Exercise requirements ▸
Reproduce verbatim the portion of the data below that runs from the line containing "Objective — one point per instance of the man's face" down to the line containing "Target: man's face", including both of those lines.

[Task inputs start]

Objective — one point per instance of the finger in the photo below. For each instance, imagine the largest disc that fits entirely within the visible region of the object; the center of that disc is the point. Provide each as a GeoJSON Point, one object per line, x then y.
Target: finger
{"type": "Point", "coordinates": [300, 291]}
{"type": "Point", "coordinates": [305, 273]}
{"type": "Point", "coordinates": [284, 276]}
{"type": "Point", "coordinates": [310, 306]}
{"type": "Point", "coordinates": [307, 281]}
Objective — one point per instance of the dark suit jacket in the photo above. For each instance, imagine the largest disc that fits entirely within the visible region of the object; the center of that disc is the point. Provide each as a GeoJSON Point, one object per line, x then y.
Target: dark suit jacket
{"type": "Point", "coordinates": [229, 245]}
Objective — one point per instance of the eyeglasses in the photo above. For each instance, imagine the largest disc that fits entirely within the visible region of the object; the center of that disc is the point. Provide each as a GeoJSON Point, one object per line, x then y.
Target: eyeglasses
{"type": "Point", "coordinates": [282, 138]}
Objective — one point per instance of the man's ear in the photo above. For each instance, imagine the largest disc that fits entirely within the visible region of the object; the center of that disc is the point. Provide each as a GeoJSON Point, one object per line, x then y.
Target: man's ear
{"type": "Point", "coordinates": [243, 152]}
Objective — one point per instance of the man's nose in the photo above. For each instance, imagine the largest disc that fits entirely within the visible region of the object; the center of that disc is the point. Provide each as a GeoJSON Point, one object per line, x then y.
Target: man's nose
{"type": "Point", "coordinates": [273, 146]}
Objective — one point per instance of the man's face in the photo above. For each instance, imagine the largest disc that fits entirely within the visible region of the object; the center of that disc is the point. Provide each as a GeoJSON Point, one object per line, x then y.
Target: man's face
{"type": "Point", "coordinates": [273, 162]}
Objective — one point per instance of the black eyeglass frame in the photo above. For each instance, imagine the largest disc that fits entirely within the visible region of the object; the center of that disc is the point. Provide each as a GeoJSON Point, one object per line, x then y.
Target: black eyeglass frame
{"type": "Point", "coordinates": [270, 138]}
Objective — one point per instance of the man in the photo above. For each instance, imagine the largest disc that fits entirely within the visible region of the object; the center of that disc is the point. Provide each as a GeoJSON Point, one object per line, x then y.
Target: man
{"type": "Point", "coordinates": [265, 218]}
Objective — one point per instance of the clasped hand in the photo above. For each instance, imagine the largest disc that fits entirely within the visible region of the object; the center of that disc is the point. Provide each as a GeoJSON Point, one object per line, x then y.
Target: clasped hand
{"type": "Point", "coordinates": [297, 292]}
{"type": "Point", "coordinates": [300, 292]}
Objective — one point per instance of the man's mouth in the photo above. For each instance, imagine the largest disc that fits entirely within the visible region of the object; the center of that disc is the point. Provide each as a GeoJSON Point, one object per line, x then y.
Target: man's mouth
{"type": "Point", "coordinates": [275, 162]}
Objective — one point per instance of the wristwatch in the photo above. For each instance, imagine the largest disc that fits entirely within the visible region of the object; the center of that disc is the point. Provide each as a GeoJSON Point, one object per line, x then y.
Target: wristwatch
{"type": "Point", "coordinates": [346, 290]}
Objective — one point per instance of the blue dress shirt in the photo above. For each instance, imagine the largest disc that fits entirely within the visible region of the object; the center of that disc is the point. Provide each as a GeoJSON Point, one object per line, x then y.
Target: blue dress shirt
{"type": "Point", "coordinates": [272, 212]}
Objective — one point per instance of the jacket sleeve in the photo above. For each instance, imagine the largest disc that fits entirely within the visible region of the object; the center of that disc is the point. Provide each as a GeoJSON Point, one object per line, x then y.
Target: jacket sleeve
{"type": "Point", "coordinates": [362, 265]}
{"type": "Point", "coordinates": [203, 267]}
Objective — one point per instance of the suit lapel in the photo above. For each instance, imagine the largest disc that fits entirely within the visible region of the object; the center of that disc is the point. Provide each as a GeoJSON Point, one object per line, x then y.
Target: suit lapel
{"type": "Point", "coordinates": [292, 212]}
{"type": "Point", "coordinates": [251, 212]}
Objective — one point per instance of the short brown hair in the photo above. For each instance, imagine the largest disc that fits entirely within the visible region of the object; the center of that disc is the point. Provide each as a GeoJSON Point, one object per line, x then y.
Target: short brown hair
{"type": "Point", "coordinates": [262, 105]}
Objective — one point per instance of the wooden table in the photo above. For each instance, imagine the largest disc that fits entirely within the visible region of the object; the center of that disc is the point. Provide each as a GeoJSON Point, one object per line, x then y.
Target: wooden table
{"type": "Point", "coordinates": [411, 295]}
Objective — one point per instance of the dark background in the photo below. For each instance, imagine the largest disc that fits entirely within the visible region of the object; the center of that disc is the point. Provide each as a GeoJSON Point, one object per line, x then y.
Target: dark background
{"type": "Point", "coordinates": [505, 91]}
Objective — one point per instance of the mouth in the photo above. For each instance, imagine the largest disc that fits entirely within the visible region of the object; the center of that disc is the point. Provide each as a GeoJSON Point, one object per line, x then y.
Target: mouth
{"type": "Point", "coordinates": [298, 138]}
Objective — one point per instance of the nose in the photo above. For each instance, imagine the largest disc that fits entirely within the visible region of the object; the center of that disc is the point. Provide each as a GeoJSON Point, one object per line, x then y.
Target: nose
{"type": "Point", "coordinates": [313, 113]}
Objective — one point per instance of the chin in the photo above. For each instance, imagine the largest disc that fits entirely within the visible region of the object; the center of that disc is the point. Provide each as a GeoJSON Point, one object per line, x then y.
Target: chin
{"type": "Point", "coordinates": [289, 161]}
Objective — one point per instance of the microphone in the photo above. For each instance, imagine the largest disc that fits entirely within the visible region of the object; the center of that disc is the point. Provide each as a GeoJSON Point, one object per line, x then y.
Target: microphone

[Task inputs end]

Full answer ▸
Objective — one point per instance of the man's face in the photo above. For each instance, imagine the largest disc that fits entirely within the visible region of the object; the center of that disc is the point. Provide each as a GeoJSON Point, one object per line, x then y.
Target: man's face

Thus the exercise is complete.